## Set exercise 1
Rescale the records from their start through the line containing "x=240, y=117" and give those lines again, requests included. Multiply every coordinate in the answers by 0.5 and round to whole numbers, with halves rounded up. Leave the coordinates in the requests and their format samples unchanged, and leave out the pictures.

• • • • • • •

THE TRUSTEE’S CLAIM FOR REMUNERATION
The Trustee relies on three affidavits. The first is an affidavit made by Mr Warren Brian White on 5 August 2024, in which he refers to two affidavits he made, one on 27 May 2024, and the other on 16 April 2024. Mr White is a principal of the firm of which the Trustee is also a principal. The more significant of the three affidavits is the affidavit Mr White made on 5 August 2024.
In that affidavit Mr White annexes what he describes as a draft invoice covering the period from 21 December 2023 to 31 July 2024. The invoice annexes a table (Remuneration Table) which describes the work that was performed for each of the dates listed in the first column of the table, the class of work that was performed (these being “Admin”, “Assets”, “Creditors”, and “Invest”), the person who performed the work, the time over which the work was performed, and the amount charged for the work that was performed. The sum of the value of each item of work is $19,023.40 (inclusive of GST), which reflects an average hourly rate of $576.47 (exclusive of GST). The Trustee claims an additional $3,300 remuneration for work up to and including 6 August 2024 for briefing counsel, preparing an affidavit, and attending the hearing of the application for an order for remuneration.
The draft invoice also lists disbursements. These are counsel’s fees ($9,900 plus GST), fees for the lodgement and withdrawal of a caveat ($1,034.72 plus GST), and search fees ($264.41 plus GST).
PARTIES’ SUBMISSIONS
In his counsel’s written submissions, the Trustee submits the Court has power to order the payment of the Trustee’s remuneration and expenses under s 90-15(3)(f) of the Insolvency Practice Schedule (Bankruptcy) (IPS); that the orders I made on 5 February 2024 did not relieve the Trustee from performing his duties; and the remuneration the Trustee seeks is reasonable, having been necessarily incurred by the Trustee in the administration of the Debtor’s bankrupt estate, and calculated according to acceptable hourly rates for remuneration in the insolvency industry.
The Debtor, on the other hand, submits as follows:
(a)Absent an annulment of the Debtor’s bankruptcy, the Court has no power to deal with the Trustee’s application for remuneration.
(b)The Trustee had notice of the orders I made on 5 February 2025 staying all proceedings under the sequestration order.
(c)The Trustee’s entitlement to remuneration is entirely governed by Div 60 of the IPS, and, at most, the Trustee is entitled to be paid no more than the maximum default amount pursuant to s 60-5(2) of the IPS. That is so because the Trustee’s remuneration was not determined by any resolution of creditors (pursuant to s 60-10), or by the Inspector General (pursuant to s 60-11).
(d)In any event, the Trustee has not demonstrated that the work for which he seeks remuneration was necessary work properly performed in relation to the Debtor’s estate.

• • • • • • •

## Set exercise 2
From the passage on the trustee's remuneration claim, translate into French the sentence "The draft invoice also lists disbursements."

## Supplied material
• • • • • • •

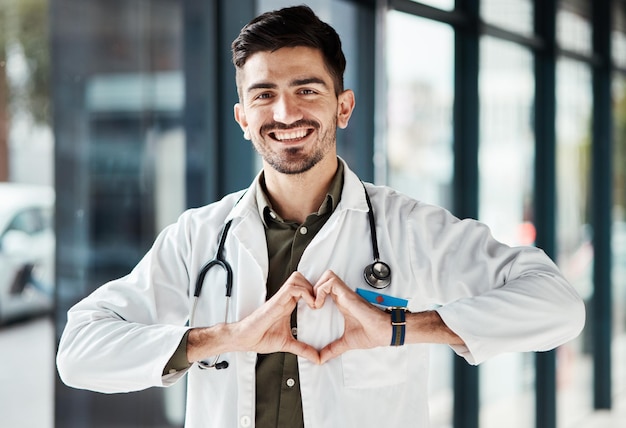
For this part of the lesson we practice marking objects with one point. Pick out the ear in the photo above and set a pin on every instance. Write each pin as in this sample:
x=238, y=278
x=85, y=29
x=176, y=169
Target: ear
x=345, y=107
x=240, y=117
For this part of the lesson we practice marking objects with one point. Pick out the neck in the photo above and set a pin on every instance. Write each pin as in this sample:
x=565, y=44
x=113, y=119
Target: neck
x=295, y=196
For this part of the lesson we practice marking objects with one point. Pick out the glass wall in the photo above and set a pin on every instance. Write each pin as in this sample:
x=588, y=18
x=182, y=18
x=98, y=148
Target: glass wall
x=514, y=15
x=619, y=234
x=618, y=277
x=101, y=101
x=419, y=142
x=574, y=245
x=506, y=165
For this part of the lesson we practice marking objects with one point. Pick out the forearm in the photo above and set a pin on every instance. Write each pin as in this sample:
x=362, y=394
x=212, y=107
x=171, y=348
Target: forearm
x=208, y=341
x=428, y=327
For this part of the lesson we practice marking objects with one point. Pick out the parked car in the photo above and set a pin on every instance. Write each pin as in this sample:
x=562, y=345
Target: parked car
x=27, y=245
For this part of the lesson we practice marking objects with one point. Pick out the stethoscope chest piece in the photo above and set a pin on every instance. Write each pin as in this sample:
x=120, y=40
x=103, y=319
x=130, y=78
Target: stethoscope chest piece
x=378, y=274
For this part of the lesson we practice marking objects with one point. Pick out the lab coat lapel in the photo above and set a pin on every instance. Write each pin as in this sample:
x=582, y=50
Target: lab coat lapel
x=247, y=252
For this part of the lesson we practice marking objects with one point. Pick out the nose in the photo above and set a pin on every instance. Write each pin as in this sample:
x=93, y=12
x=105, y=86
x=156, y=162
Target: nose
x=287, y=110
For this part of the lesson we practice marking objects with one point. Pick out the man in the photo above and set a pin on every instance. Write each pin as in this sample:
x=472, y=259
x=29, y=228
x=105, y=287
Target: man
x=305, y=341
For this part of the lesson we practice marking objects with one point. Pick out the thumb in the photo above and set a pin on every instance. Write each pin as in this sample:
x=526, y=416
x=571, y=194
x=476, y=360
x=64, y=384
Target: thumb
x=303, y=350
x=332, y=350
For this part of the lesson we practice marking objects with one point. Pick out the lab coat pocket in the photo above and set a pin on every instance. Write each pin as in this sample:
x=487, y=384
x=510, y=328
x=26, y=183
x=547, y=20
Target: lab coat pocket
x=372, y=368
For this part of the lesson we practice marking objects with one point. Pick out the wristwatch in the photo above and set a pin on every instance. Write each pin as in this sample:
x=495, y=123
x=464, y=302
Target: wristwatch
x=398, y=325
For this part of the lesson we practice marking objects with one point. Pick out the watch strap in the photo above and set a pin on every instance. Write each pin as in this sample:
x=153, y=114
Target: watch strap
x=398, y=326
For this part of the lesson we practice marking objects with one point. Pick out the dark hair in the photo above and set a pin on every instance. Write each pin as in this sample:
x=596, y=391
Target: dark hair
x=291, y=27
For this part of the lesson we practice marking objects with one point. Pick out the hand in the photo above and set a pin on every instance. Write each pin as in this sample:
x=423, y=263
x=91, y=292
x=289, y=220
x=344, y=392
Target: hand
x=365, y=325
x=268, y=329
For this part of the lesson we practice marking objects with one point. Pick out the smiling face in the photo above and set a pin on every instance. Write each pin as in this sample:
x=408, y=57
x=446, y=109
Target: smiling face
x=288, y=108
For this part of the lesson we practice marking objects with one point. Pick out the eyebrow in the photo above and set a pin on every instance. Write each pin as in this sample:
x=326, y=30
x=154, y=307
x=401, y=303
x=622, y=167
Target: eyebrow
x=295, y=82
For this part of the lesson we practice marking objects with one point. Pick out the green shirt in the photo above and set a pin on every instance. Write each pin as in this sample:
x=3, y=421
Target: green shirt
x=278, y=399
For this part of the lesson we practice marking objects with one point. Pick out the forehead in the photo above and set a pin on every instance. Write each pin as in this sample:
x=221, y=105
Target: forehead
x=283, y=66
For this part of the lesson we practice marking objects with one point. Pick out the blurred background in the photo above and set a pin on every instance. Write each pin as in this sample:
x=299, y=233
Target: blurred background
x=116, y=115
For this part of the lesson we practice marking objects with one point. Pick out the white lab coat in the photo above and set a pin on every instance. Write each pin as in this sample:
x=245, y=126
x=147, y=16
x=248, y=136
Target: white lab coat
x=496, y=298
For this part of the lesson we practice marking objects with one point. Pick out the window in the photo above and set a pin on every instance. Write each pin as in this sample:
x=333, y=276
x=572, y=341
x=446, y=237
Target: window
x=506, y=164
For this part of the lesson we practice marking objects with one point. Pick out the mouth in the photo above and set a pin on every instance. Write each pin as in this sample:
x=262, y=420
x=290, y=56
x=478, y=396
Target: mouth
x=291, y=135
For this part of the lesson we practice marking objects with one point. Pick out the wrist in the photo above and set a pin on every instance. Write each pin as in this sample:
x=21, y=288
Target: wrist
x=398, y=325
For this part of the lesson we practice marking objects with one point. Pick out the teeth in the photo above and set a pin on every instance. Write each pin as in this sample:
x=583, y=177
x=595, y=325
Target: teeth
x=290, y=135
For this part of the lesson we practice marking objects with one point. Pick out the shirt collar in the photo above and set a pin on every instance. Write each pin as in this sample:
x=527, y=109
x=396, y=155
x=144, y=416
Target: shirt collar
x=333, y=196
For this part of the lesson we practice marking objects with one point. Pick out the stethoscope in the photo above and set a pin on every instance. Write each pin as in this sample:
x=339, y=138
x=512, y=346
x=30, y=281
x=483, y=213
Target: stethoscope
x=376, y=275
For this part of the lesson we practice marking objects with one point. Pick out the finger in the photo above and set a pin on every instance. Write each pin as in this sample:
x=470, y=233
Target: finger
x=298, y=287
x=303, y=350
x=332, y=350
x=325, y=286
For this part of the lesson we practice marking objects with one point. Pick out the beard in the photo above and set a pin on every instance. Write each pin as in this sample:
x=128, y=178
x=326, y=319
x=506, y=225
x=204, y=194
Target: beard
x=296, y=160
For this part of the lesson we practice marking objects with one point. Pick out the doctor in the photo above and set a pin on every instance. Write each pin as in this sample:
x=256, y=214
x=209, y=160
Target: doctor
x=304, y=340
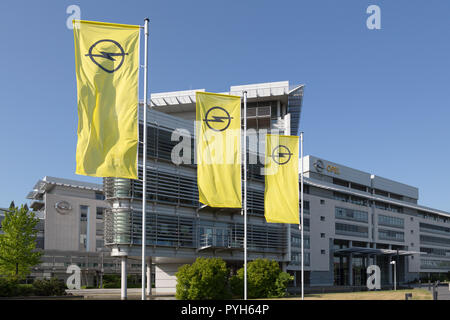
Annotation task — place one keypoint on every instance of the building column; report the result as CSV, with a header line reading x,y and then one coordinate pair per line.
x,y
123,279
350,269
405,268
390,268
149,277
350,265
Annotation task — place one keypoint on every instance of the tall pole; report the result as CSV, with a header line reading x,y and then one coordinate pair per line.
x,y
395,275
144,156
301,210
245,195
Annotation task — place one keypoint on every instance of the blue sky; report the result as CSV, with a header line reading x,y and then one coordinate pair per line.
x,y
375,100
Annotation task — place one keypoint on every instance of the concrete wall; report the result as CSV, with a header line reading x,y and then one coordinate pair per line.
x,y
62,231
165,279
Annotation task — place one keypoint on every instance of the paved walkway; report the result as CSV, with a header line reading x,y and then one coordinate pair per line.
x,y
443,290
114,294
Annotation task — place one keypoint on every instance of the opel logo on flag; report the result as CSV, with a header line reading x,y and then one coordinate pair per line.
x,y
281,154
107,54
319,165
217,119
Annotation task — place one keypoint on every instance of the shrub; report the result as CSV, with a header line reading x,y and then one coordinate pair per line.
x,y
206,278
264,280
8,287
111,281
52,287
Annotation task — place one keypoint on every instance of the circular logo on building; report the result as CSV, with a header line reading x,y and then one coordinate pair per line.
x,y
319,165
217,119
63,207
281,154
107,54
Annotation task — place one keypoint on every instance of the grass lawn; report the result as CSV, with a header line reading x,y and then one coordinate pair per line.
x,y
417,294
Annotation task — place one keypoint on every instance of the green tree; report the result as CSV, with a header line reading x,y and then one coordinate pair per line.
x,y
264,280
18,242
206,278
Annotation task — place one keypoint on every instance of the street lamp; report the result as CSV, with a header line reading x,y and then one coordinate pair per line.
x,y
395,274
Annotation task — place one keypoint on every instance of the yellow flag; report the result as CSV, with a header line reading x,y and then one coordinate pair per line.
x,y
107,68
219,149
281,194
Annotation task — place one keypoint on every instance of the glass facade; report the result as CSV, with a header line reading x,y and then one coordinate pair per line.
x,y
350,214
434,264
391,235
352,230
390,221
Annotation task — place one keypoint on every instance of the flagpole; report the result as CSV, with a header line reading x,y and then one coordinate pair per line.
x,y
245,195
144,156
301,209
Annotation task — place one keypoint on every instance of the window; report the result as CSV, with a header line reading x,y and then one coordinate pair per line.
x,y
99,213
391,235
434,264
351,230
390,221
435,240
434,229
350,214
99,196
381,193
358,187
84,228
340,182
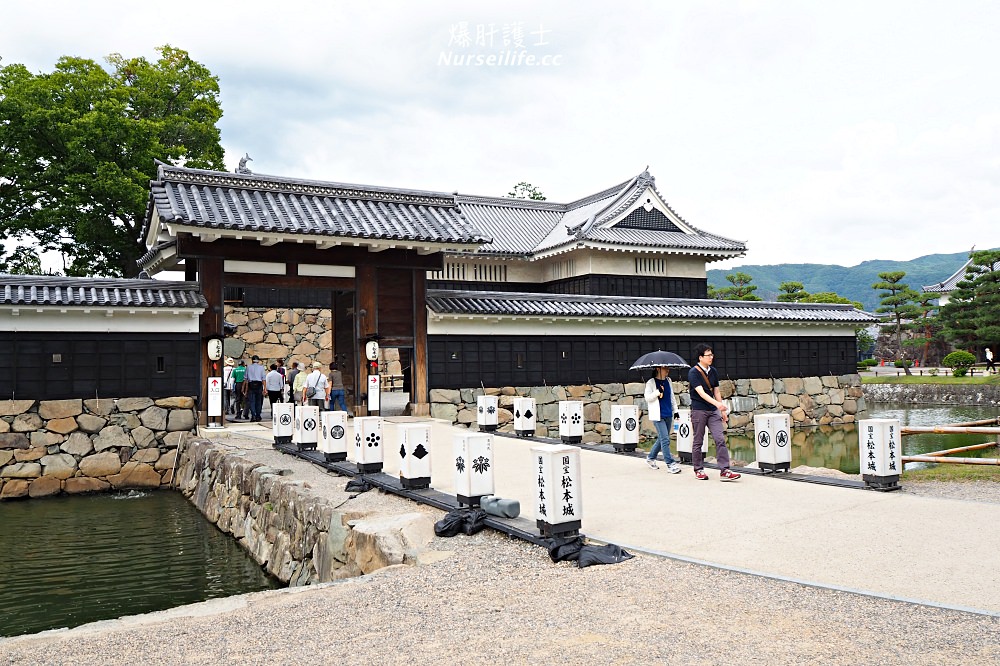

• • • • • • •

## Complete output 1
For this part of the lesson we practice marking objects with one point. Pick out the ear in the photo above and set a pin on every instance. Write each pin as in this sample:
x=238, y=278
x=85, y=29
x=176, y=169
Target: ear
x=173, y=54
x=120, y=59

## Complete output 2
La facture provisoire énumère également les débours.